Written request »
Gather every line of the records below that contains the string "crowd", and copy each such line out.
-- START Data --
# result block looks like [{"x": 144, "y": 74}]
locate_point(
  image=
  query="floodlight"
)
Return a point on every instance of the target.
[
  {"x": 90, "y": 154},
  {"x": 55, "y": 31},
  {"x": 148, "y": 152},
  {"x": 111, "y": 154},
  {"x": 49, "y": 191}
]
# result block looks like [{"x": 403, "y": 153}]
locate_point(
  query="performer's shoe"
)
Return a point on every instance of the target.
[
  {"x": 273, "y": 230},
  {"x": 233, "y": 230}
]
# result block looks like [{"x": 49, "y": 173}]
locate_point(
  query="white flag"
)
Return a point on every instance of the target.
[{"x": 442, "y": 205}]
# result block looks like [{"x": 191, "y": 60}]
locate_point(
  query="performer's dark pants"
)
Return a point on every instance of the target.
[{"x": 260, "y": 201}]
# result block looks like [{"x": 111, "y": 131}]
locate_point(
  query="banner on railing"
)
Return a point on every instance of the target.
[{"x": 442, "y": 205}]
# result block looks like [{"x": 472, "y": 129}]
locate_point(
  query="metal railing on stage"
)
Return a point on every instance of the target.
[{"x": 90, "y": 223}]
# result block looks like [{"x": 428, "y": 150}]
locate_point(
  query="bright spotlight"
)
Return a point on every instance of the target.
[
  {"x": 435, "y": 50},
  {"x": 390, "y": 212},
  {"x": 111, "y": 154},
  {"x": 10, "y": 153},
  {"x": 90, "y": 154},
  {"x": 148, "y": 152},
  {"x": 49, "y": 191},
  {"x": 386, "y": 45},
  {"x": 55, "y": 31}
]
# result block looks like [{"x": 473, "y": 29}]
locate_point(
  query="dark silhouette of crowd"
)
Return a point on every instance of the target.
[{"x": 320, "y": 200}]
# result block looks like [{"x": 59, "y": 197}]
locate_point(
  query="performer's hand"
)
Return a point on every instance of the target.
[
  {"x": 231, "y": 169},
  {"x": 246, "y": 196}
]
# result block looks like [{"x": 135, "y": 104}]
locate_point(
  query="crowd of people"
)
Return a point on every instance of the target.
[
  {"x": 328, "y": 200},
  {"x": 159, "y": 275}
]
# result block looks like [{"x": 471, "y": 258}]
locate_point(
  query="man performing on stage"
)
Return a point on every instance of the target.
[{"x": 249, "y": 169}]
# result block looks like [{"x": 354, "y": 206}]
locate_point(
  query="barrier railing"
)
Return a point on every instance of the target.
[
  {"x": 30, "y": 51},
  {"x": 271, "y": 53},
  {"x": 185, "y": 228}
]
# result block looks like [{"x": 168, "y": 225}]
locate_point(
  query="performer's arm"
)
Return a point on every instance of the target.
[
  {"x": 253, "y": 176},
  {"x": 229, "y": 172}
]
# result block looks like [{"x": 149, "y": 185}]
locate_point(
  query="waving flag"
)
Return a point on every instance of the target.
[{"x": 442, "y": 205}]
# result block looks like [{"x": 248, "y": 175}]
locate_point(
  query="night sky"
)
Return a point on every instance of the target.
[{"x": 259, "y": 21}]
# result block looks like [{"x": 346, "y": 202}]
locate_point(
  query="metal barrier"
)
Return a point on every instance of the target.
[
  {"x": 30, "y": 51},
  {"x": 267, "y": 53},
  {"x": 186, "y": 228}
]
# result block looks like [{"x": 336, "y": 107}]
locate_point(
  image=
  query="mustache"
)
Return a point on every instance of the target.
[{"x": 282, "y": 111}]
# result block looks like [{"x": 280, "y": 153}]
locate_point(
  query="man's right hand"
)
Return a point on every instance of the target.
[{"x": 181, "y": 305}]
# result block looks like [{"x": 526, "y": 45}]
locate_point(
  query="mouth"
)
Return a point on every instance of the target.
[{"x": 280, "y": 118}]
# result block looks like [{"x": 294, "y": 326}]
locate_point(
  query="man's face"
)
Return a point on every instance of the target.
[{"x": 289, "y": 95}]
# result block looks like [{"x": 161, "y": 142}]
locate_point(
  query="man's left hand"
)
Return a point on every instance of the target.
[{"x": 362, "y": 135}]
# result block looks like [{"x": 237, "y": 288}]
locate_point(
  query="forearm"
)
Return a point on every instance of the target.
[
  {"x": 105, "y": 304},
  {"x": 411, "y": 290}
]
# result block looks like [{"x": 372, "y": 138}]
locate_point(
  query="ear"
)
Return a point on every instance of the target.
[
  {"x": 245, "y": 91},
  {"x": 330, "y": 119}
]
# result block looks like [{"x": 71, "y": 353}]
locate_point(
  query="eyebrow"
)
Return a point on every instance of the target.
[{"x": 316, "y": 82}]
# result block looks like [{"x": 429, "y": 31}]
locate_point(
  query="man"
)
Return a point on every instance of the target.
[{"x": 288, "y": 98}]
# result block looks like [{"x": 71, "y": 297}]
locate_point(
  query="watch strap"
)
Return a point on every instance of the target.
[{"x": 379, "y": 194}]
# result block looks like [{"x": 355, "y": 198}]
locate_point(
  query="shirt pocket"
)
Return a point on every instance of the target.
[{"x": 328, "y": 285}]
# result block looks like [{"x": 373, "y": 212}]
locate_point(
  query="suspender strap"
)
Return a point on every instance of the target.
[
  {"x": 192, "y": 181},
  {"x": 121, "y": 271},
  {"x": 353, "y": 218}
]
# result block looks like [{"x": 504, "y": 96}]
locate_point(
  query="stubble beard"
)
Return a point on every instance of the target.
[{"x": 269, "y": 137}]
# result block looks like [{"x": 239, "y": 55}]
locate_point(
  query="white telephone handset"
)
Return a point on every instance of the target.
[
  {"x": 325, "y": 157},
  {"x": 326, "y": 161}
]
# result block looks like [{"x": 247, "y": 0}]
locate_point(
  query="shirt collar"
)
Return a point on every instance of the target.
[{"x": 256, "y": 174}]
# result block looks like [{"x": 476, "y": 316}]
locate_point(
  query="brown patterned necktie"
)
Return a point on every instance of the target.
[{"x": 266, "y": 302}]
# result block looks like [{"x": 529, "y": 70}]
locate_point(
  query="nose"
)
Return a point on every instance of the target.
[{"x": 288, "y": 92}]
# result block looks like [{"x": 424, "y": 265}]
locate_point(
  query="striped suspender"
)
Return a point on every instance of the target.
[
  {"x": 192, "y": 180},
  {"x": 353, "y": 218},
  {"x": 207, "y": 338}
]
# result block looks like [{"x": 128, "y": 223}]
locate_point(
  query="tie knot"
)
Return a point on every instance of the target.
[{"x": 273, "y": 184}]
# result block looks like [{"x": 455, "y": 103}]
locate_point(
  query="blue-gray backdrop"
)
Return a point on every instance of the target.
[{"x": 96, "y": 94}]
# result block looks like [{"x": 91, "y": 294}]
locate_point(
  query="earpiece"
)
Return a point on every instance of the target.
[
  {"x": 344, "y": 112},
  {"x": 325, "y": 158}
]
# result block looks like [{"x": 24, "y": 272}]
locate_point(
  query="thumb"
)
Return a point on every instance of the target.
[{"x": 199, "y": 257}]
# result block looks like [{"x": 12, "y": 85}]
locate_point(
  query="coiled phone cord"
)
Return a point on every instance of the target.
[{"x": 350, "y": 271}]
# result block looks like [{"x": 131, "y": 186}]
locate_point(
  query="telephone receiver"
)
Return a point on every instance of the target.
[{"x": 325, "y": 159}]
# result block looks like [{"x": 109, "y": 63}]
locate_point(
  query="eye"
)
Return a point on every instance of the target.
-- END Data --
Full answer »
  query="dark silhouette of crowd"
  query="crowd of people"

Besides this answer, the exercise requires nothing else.